---------- EXCERPTED PASSAGE ----------

Implementation:Isaac sim IsaacGymEnvs ADRVecTask Adr Update

**Metadata**
Knowledge Sources	IsaacGymEnvs OpenAI ADR DeXtreme
Domains	Sim_to_Real Reinforcement_Learning
Last Updated	2026-02-15 00:00 GMT

Overview

The ADRVecTask class implements Automatic Domain Randomization by extending VecTaskDextreme with boundary worker management, ADR range updates, per-environment tensor sampling, and environment recycling. The adr_update() method is the core algorithm that adjusts randomization ranges based on boundary worker performance.

Description

ADRVecTask manages the full ADR lifecycle:

Initialization: Sets up worker type tensors, ADR parameter dictionaries with initial ranges, boundary evaluation queues (deques with max length), and ADR mode assignments.
Range updates (adr_update()): Implements Algorithm 1 from the OpenAI ADR paper -- evaluates boundary worker performance and expands/contracts ranges.
Parameter modification (modify_adr_param()): Applies delta adjustments (additive or multiplicative) to range endpoints with limit clamping.
Tensor sampling (sample_adr_tensor()): Generates per-environment ADR parameter values, assigning boundary values to boundary workers and sampling from the current range for rollout workers.
Environment recycling (recycle_envs()): Reassigns completed environments to new worker types and ADR mode assignments.

---------- DATA EXTRACT ----------

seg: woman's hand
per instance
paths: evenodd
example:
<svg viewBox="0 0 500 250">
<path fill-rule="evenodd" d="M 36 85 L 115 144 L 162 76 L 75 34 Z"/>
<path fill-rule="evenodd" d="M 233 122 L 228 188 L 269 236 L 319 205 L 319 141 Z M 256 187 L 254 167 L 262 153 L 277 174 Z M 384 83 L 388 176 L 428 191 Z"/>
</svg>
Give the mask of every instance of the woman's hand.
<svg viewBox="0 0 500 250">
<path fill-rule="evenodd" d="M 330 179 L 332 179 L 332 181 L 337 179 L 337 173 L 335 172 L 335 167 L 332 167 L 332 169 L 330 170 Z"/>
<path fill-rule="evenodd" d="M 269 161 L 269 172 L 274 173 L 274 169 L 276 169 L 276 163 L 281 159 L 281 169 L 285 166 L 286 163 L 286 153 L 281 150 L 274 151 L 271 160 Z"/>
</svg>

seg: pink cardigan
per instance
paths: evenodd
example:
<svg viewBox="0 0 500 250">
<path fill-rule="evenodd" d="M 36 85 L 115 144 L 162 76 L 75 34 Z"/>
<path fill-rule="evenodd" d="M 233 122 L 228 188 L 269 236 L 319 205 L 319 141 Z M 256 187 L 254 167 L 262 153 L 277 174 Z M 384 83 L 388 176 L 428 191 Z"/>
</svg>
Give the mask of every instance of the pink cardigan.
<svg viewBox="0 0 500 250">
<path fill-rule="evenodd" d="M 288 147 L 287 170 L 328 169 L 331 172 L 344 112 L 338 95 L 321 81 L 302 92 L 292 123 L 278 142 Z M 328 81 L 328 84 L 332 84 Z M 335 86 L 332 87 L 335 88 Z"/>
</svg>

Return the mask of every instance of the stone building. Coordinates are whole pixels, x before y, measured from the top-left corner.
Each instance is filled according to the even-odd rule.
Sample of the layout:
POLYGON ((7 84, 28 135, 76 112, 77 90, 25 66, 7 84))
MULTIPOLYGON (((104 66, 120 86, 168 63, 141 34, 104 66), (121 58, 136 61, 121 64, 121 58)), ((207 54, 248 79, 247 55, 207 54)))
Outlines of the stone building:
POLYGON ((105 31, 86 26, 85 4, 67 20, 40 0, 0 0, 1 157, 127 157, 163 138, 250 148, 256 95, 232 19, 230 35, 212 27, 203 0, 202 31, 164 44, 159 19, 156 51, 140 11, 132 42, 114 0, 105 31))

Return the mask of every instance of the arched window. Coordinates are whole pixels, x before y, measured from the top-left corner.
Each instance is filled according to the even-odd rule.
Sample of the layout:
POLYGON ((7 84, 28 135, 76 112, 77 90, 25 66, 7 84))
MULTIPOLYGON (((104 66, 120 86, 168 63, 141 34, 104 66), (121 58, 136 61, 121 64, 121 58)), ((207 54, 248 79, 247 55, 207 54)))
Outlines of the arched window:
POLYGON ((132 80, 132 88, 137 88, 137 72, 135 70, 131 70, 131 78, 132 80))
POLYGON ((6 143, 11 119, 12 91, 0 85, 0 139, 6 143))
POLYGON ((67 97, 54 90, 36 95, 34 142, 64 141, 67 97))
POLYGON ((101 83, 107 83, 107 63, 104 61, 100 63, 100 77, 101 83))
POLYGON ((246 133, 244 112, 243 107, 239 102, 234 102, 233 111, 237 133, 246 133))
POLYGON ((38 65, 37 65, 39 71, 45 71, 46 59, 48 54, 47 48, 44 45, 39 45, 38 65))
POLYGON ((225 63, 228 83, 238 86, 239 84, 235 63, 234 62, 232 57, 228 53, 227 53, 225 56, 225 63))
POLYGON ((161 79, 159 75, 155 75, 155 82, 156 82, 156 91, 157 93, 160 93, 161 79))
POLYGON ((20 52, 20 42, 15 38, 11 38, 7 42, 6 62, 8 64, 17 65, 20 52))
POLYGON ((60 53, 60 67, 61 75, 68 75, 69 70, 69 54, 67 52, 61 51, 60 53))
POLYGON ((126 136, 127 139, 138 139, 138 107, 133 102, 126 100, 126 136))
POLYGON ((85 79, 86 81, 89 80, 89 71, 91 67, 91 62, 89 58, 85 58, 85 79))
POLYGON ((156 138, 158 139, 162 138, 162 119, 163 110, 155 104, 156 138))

----------

> [PROBLEMS TO WORK ON]
**a)** List every method of ADRVecTask that the ADRVecTask page names in parentheses.
**b)** According to the ADRVecTask page, on what basis does adr_update() change the randomization ranges? Answer in one to three sentences.
**c)** Reproduce the ADRVecTask page from "Tensor sampling (sample_adr_tensor()): Generates" to "types and ADR mode assignments.".

> [TASK-BY-TASK ANSWERS]
**a)** adr_update(), modify_adr_param(), sample_adr_tensor(), recycle_envs()

**b)** adr_update() evaluates how the boundary workers perform and expands or contracts the randomization ranges based on that performance. In doing so, it implements Algorithm 1 from the OpenAI ADR paper.

**c)**
Tensor sampling (sample_adr_tensor()): Generates per-environment ADR parameter values, assigning boundary values to boundary workers and sampling from the current range for rollout workers.
Environment recycling (recycle_envs()): Reassigns completed environments to new worker types and ADR mode assignments.